### [EXTRACT TO READ]
Lachancea thermotolerans

Scientific classification
- Kingdom: Fungi
- Division: Ascomycota
- Class: Saccharomycetes
- Order: Saccharomycetales
- Family: Saccharomycetaceae
- Genus: Lachancea
- Species: L. thermotolerans
- Binomial name: Lachancea thermotolerans (Filippov) Kurtzman 2003

= Lachancea thermotolerans =

- Genus: Lachancea
- Species: thermotolerans
- Authority: (Filippov) Kurtzman 2003

Species of yeast fungus

Lachancea thermotolerans is a species of yeast.

==Taxonomy==
Lachancea thermotolerans is the type species of the genus Lachancea. The species has previously been known as Kluyveromyces thermotolerans and Zygosaccharomyces thermotolerans, which is the name by which it was first described in 1932.

==Habitat and ecology==
Lachancea thermotolerans is widely distributed and occurs in diverse environments, both natural and man-made. It has been isolated from locations around the world. The species is commonly associated with fruit and with insects such as fruit flies that feed on fruit. In some cases, it has been identified as one of several species found in naturally fermented foods.

==Uses==
Lachancea thermotolerans is unusual among yeasts in its ability to produce lactic acid through fermentation. This property has prompted study of L. thermotolerans in the production of wine and beer, both of which are traditionally produced using Saccharomyces yeasts. In winemaking, L. thermotolerans and other yeast species have been studied for the effects of their metabolites on the flavor profile of wines. Systems including L. thermotolerans in co-fermentation with wine yeast or in place of lactic acid bacteria have been described as an alternative to traditional malolactic fermentation. L. thermotolerans has been sold commercially on its own and in a yeast blend. In beer brewing, L. thermotolerans has been considered as a method for producing sour beer. It has been observed that this kind of yeast ferments at low temperatures (17 °C) as well as at high temperatures (27 °C) and with SO2 doses of 25 mg/L and 75 mg/L with an ethanol yield between 7-11% vol. Sequential inoculations (binary) and sequential co-inoculations (ternary) with different non-Saccharomyces, including L. thermotolerans, have also been studied, resulting in very significant synergies and inhibitions in lactic acid production. It should be added that craft beer, an alcoholic beverage made from water, malt, hops and yeast, has seen a boom in interest in its brewing with different strains (Saccharomyces cerevisiae, Lachancea thermotolerans, Hanseniaspora vineae and Schizosaccharomyces pombe) that sensorially modify the product. Thus, primary fermentation with L. thermotolerans significantly lowers the pH (3.41) due to its production of l-lactic acid, and conditioning with H. vineae enhanced aromatic esters such as 2-phenylethyl acetate, a sign of high olfactory quality.

### [TASKS TO COMPLETE]
#1 Answer these questions using the article on Lachancea thermotolerans:
(a) In what year was the species first described, and under what name?
(b) Which insects does the article name as commonly associated with the species?
(c) What pH does primary fermentation with L. thermotolerans reach?
#2 List every strain that the article on Lachancea thermotolerans names in connection with brewing craft beer.
#3 Extend the article on Lachancea thermotolerans with a new paragraph that picks up after its final sentence.
The stored data has no connection to the article on Lachancea thermotolerans.

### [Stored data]
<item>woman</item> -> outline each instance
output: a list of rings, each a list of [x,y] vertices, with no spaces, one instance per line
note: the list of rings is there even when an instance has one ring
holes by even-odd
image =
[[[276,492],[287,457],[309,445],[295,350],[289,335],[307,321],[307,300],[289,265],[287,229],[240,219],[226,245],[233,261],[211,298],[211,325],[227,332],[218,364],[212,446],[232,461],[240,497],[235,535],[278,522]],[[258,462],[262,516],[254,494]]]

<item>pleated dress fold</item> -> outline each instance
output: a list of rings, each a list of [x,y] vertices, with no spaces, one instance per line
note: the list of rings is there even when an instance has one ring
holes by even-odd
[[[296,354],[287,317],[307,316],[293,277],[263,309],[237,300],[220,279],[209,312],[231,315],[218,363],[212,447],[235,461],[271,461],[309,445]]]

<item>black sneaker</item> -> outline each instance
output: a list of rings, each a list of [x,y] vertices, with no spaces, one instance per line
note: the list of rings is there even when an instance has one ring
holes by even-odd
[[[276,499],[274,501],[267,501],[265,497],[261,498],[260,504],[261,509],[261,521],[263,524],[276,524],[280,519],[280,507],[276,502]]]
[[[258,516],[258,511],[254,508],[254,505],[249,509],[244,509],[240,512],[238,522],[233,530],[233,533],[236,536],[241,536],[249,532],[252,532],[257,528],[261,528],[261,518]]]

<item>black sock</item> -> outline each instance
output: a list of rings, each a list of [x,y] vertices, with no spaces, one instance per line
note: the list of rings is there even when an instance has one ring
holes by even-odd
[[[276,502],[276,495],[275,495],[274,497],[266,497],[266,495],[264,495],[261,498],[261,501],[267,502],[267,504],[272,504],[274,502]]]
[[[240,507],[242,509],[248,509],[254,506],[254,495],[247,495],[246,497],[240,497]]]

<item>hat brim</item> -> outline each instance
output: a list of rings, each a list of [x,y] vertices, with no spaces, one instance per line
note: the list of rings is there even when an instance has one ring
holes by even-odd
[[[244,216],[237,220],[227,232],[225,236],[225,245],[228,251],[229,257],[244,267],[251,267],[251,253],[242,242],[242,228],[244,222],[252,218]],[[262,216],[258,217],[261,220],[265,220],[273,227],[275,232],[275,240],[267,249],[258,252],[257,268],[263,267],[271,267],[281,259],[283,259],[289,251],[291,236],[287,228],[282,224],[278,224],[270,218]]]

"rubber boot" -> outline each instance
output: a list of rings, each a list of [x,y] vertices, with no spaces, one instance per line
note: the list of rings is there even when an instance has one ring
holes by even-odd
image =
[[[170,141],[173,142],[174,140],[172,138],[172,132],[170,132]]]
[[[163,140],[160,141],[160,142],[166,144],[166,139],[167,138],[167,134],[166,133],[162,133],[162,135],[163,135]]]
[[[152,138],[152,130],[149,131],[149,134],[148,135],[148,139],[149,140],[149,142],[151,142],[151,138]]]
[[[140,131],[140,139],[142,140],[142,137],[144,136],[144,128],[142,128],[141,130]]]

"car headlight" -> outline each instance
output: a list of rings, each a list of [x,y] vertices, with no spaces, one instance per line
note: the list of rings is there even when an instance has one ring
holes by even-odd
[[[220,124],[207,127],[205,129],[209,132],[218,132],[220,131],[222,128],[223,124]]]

### [ANSWERS GIVEN]
#1
(a) 1932, as Zygosaccharomyces thermotolerans
(b) Fruit flies
(c) 3.41

#2 Saccharomyces cerevisiae, Lachancea thermotolerans, Hanseniaspora vineae, Schizosaccharomyces pombe

#3
Today there are several non-thermal technologies for partial or total elimination of microorganisms with are-PEF and UHPH-improve the quality of the must and the sensory profile of the wine without damaging its organoleptic qualities. PEF facilitates the implantation of inoculated yeasts (Lachancea thermotolerans, Hanseniaspora vineae, Torulaspora delbrueckii), increasing the production of lactic acid and aromatic esters (2-phenylethyl acetate) and the extraction of anthocyanins. UHPH sterilizes the must (300 MPa/77 °C<0.2 s), eliminates microbial load and oxidative enzymes, increases antioxidant activity and protects acylated anthocyanins, in addition to reducing higher alcohols and increasing 2-phenylethyl acetate. It has also been observed that using the latter non-thermal technology, co-inoculation of non-Saccharomyces yeasts (Lachancea thermotolerans and Metschnikowia pulcherrima) in Tempranillo must optimizes fermentation-in trial A by varying initial proportions and in trial B by adding quercetin + thiamine-enhancing the prevalence of L. thermotolerans, the synergy that generates >5 g/L lactic acid and an almost twofold increase in ethyl lactate. In addition, wines from UHPH musts had an 8-10 % higher total polyphenol index, suggesting greater protection against oxidation.